• _WHAT IS NEEDED_
Copy the data below word for word, from its first line through the line that contains "259 0 390 268".

--- Start ---

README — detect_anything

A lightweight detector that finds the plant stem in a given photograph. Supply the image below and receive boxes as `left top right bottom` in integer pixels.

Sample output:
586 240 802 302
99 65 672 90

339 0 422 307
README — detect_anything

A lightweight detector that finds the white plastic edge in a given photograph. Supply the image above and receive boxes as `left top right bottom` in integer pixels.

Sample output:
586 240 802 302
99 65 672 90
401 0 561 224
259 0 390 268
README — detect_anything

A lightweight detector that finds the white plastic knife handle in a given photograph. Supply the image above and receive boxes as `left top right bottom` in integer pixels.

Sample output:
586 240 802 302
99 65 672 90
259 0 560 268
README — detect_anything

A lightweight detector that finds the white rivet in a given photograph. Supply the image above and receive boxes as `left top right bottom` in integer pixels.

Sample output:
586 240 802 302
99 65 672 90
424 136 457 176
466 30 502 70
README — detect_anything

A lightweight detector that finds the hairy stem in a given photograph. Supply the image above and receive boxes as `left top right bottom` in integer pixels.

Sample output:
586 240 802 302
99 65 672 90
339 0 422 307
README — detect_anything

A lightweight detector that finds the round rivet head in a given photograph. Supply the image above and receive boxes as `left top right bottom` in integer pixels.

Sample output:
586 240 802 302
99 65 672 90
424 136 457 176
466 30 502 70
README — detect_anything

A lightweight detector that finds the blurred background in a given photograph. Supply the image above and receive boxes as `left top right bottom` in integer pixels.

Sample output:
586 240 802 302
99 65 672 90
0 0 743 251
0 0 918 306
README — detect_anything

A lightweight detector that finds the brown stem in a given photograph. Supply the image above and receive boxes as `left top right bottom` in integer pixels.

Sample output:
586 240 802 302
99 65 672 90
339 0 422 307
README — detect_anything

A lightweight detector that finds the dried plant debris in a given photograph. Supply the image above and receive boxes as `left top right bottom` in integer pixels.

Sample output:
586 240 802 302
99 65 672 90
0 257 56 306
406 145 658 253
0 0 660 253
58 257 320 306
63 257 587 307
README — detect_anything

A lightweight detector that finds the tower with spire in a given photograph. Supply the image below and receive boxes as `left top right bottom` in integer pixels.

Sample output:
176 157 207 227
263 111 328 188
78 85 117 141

--- End ---

• _TASK RESULT_
README — detect_anything

A lightweight detector that finds the plant stem in a given photograph. Supply the image below and receive boxes as `left top right bottom` in integer pixels.

Sample output:
586 240 802 302
99 65 672 90

339 0 422 307
README — detect_anything

A lightweight detector that finds the white plastic edge in a given photograph. Supply the image above and receive boxes as `left top right bottom` in integer pixels.

Sample output:
586 240 802 302
99 65 672 90
401 0 561 224
259 0 390 268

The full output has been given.